**WHAT THE TASK REQUIRES**
Copy each line of the records that contains the word "green".

(SUPPLIED RECORDS)

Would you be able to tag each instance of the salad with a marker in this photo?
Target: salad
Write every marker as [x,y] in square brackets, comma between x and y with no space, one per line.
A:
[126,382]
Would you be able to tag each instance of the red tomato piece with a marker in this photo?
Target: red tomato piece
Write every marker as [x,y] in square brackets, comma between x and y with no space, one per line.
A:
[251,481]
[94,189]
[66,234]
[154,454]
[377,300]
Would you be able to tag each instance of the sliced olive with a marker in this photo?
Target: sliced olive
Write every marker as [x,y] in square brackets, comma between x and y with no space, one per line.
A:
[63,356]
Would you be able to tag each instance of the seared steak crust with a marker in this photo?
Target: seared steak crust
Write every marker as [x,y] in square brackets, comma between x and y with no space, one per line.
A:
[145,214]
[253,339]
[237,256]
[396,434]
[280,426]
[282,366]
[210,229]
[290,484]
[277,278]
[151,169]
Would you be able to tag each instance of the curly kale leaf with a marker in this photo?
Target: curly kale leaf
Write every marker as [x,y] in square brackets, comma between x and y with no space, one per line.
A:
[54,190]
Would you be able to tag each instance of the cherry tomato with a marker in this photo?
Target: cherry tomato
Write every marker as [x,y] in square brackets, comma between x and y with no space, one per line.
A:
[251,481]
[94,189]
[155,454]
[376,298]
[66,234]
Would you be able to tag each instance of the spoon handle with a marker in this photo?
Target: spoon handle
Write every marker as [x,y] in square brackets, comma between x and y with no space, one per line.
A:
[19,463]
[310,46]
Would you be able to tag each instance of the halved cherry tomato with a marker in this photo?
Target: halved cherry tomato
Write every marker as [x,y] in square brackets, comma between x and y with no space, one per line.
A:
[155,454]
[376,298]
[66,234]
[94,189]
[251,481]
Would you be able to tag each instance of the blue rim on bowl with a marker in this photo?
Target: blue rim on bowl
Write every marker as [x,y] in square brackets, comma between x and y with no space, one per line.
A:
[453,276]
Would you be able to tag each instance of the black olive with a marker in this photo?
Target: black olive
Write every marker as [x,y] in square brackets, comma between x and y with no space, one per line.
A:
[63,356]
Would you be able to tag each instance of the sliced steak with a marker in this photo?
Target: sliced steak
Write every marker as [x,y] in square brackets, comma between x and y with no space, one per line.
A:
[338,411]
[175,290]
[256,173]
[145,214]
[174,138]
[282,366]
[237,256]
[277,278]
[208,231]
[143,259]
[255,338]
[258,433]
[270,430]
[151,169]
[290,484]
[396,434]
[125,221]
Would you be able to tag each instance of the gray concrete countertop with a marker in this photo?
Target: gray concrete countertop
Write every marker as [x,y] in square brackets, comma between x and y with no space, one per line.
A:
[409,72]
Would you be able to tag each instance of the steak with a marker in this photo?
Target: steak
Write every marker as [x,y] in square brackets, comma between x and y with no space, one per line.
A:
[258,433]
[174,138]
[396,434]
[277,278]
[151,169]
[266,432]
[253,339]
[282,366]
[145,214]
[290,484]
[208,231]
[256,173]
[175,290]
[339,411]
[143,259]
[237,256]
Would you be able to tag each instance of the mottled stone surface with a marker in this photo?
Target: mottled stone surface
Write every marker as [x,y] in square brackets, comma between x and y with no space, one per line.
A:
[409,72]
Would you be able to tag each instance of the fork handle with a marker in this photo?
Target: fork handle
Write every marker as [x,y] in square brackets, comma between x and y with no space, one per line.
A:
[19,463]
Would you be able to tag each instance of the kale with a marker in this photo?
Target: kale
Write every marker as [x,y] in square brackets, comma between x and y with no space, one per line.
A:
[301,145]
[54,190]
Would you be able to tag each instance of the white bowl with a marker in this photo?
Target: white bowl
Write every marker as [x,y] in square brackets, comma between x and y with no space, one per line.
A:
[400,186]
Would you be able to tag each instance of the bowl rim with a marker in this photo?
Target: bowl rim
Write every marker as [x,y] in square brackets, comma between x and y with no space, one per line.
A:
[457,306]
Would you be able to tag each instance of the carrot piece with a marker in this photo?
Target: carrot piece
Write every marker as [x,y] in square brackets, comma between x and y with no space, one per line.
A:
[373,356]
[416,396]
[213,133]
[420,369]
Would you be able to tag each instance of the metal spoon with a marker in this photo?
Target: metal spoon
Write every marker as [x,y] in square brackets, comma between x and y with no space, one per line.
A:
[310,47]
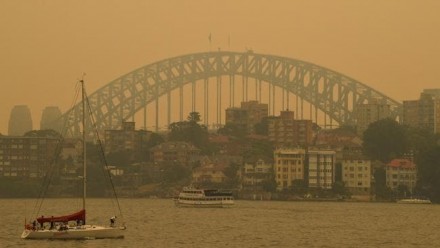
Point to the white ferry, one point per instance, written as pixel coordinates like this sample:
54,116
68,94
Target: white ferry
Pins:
414,201
194,197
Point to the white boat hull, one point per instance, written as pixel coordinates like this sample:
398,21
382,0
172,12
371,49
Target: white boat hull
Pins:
204,204
84,232
414,201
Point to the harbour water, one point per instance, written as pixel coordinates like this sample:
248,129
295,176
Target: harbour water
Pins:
158,223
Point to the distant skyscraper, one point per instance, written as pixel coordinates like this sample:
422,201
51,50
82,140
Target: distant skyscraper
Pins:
425,112
20,120
368,113
50,119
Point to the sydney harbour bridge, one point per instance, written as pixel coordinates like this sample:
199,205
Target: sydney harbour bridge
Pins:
168,90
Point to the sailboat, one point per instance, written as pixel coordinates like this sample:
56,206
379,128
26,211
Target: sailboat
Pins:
73,226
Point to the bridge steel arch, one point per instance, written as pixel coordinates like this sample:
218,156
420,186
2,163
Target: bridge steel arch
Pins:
331,92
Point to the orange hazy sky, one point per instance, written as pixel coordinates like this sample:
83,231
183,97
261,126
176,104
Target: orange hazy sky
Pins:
46,45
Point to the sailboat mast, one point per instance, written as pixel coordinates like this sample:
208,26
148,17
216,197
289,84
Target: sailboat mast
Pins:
83,97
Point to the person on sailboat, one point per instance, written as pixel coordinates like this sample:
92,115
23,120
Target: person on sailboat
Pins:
112,221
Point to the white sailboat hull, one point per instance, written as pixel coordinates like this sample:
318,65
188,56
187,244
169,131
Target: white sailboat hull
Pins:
83,232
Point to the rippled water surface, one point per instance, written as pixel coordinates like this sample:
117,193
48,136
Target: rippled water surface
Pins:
158,223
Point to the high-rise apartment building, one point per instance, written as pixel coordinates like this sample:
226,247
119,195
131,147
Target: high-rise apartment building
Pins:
425,112
126,139
249,114
368,113
26,156
20,120
401,172
315,168
321,168
289,167
285,131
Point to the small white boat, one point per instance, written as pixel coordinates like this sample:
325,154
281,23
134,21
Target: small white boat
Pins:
211,198
414,201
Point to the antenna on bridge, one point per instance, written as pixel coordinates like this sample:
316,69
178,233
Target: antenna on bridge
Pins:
82,77
209,38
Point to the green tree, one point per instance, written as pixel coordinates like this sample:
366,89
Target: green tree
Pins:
194,117
43,133
428,163
384,140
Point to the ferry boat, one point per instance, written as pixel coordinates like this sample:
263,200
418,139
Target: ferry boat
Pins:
414,201
213,198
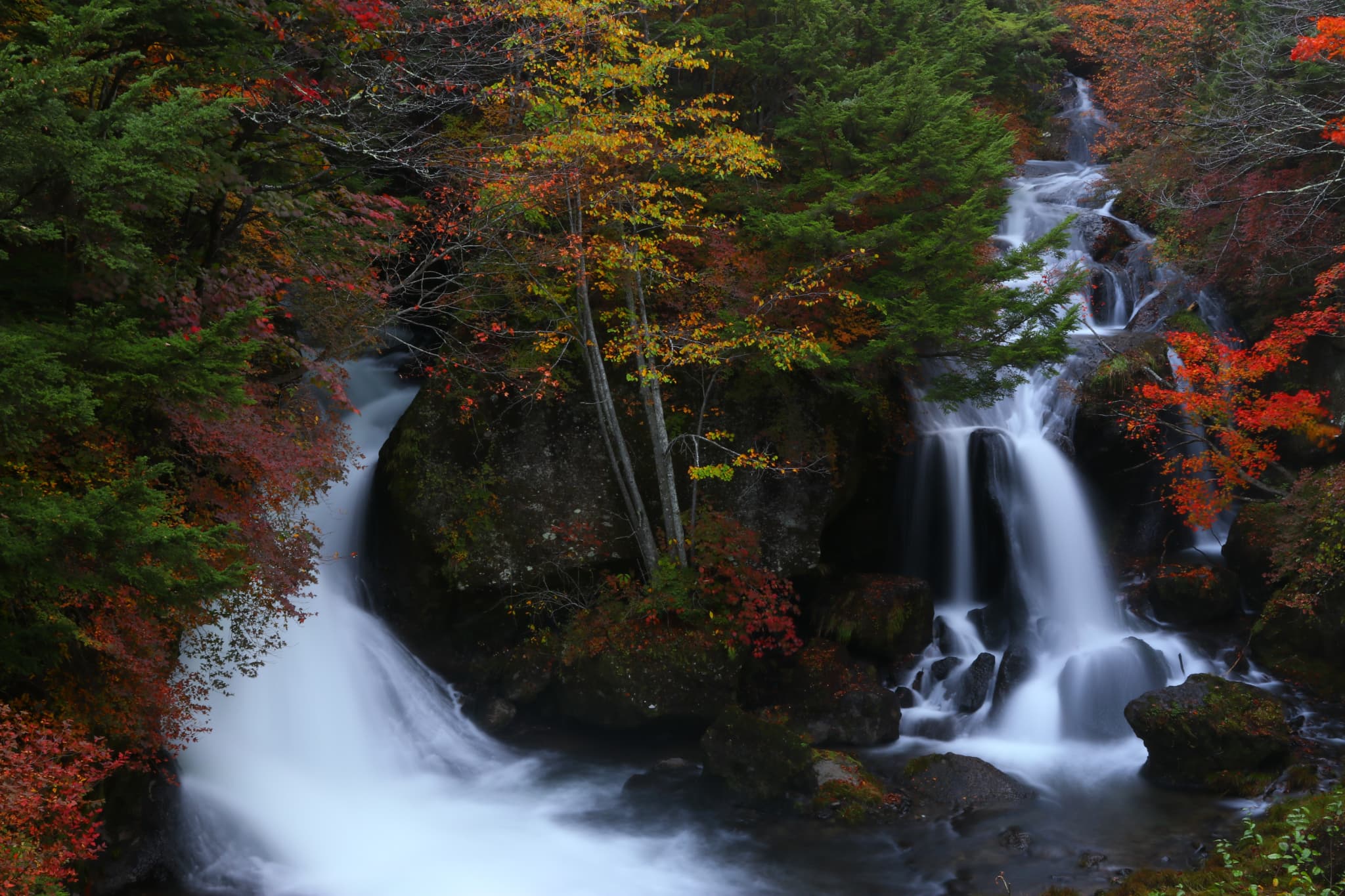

(End SUPPLIED RECORDS)

**COMPLETED EXERCISE**
Point to the green tree, one point per instance, written as pixel coordinates like this sample:
Target: green tree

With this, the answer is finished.